Page
= = =

On generalizing vector intrinsics

Thu Nov 16 18:04:19 UTC 2017

> Ok. Of the other options 2) seems more appealing, but 1) is more natural to the coder. Perhaps lets wait and see how this sits when considering the other operations.

FTR there's no difference for C2 between all 3 options. For the 
following toy example, it always produces the same code:

static int workload256(int i) {
   Vector.Species<Integer,Shapes.S256Bit> species = ...
   return species.broadcast(i).sumAll();
}

# replicate8I
vmovd  %ebp,%xmm0
vpshufd $0x0,%xmm0,%xmm0
vinserti128 $0x1,%xmm0,%ymm0,%ymm0

JDK patch w/ broadcast implementation:

http://cr.openjdk.java.net/~vlivanov/panama/vector.generalized_intrinsics.broadcast

(Lots of code duplication. Deliberately kept intrinsic variants separate.)

> It would be a nice stretch goal to ensure that a scalar loop is as fast as the vector encoded loop when no intrinsics are applied or supported (the graceful degradation goal). It may be unrealistic but it still might influence what we do.

Good point. My understanding is no matter what the do in default 
implementations, the prerequisite for competitive performance is C2 
being able to "scalarize away" vector boxes and work directly on their 
components. Basically, the same problem we fight with for "intrinsified" 
case. I believe vector support in JVM can be generalized and cover 
non-intrinsifed case as well, but there are some additional 
complications (e.g., memory layout of vectors w.r.t. alias analysis in 
C2).

= = =

[Point labeling examples]
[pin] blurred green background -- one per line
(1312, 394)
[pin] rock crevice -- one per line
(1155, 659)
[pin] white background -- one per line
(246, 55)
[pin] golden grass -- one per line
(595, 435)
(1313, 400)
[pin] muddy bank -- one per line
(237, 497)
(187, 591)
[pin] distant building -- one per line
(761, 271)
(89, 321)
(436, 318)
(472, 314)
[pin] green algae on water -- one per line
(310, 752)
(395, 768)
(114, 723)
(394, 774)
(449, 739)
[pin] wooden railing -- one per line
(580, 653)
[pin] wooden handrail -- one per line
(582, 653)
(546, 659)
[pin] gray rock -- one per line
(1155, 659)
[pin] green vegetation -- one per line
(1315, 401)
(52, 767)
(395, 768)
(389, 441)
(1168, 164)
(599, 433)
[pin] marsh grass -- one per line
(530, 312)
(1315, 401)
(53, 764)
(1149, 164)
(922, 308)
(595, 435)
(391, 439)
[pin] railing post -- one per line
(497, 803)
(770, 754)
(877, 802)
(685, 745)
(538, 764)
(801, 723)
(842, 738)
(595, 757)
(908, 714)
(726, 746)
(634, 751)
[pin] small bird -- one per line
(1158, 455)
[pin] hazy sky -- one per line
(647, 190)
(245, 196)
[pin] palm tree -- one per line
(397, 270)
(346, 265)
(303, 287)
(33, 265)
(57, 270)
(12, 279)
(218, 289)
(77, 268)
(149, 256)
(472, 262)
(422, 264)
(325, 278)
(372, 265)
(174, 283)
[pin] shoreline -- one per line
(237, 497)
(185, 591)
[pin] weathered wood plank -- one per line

= = =

Exercises
(a) Answer these questions from the vector intrinsics message:
(i) Which compiler produces identical code for all three options?
(ii) What is the name of the static method in the toy example?
(iii) What example of an additional complication is given for extending vector support to the non-intrinsified case?
(b) Name every assembly instruction mnemonic in the code listing of the vector intrinsics message, in the order they appear.

List of solutions
(a)
(i) C2
(ii) workload256
(iii) The memory layout of vectors with respect to alias analysis in C2

(b) vmovd, vpshufd, vinserti128